Berries are small, sweet, juicy, brightly coloured, fleshy fruits. They are produced from one ovary, with their many seeds embedded in the fruit. They can be one fruit (strawberry) or many joined together (raspberry).
Berry colours are from natural plant pigments called polyphenols such as flavinoids, anthocyanins and tannins, which are concentrated in the skins and seeds. These have high anti-oxidant properties and are thought to help protect again many health problems and effects of aging.
Polyphenols also help to block the enzymes that cancer cells need for growth and can activate a key enzyme that helps restore cellular ATP levels – i.e. energy! Green tea is also a rich source.
Flavinoids have anti-bacterial, anti-viral, anti-tumour, anti-inflammatory, anti-allergic properties. They are also beneficial to the cardio-vascular system, having a vasodilatory effect, i.e. dilate the blood vessels, and also prevent blood clotting. Green, white and black tea are also rich sources, as are honey and onions.

Supplied data:
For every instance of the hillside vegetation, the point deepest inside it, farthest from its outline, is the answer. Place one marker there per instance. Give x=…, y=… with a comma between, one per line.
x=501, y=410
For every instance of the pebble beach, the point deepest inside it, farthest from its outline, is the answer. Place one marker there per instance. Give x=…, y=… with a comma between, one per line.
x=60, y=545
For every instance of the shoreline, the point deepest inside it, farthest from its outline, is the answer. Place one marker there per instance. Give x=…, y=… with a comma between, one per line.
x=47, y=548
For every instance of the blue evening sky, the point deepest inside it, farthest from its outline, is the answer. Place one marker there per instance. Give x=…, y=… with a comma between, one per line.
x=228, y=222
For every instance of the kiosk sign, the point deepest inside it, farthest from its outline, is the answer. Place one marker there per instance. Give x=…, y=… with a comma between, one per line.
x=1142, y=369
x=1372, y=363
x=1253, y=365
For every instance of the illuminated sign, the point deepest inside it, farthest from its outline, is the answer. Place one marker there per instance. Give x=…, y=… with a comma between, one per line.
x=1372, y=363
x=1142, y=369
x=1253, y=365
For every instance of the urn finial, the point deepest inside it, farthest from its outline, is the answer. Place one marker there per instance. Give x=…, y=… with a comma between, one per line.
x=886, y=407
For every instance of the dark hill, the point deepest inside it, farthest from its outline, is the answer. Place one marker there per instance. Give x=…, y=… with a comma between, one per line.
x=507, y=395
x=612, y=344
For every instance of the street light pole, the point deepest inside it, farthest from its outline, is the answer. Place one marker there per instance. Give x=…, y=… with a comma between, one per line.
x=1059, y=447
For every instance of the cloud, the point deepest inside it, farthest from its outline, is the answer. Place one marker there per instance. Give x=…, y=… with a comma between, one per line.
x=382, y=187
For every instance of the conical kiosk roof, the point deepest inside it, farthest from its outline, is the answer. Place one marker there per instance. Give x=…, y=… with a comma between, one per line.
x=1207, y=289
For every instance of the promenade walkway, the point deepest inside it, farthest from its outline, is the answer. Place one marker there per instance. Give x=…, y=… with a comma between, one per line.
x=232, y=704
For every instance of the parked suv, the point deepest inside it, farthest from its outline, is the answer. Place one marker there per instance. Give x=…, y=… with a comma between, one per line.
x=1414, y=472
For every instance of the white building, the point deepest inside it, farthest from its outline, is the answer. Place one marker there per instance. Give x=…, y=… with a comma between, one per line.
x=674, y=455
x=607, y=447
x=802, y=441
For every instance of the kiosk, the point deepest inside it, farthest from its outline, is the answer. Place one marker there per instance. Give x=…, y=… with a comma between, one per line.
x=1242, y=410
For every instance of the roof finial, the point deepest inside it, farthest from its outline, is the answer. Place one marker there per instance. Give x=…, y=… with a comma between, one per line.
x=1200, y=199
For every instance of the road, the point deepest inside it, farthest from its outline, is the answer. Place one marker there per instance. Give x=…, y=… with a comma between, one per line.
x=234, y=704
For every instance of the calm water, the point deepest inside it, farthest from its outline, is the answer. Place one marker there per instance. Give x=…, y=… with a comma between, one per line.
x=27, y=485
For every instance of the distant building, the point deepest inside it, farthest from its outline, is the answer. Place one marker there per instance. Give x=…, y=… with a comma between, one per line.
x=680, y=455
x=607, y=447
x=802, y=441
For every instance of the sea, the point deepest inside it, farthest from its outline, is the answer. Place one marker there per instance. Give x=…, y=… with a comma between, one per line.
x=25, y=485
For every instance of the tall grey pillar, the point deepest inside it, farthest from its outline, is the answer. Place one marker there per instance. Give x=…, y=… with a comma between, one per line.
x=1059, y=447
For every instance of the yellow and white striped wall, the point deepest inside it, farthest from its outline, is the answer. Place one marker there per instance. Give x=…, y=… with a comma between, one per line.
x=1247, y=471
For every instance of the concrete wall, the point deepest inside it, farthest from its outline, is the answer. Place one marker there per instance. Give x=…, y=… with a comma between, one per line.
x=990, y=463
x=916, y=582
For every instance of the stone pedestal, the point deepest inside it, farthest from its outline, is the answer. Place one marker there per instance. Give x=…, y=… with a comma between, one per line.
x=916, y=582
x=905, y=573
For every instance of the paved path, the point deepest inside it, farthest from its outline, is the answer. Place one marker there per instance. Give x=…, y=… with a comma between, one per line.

Problem to solve: Do these statements agree with the berry text? (a) Berry pigments are concentrated mainly in the flesh of the fruit. (b) A raspberry is an example of many fruits joined together. (c) Onions are listed as a rich source of the compounds said to prevent blood clotting. Answer yes or no for each and quote the deciding words. Answer from the berry text alone.

Task solution:
(a) No: "which are concentrated in the skins and seeds"
(b) Yes: "many joined together (raspberry)"
(c) Yes: "as are honey and onions"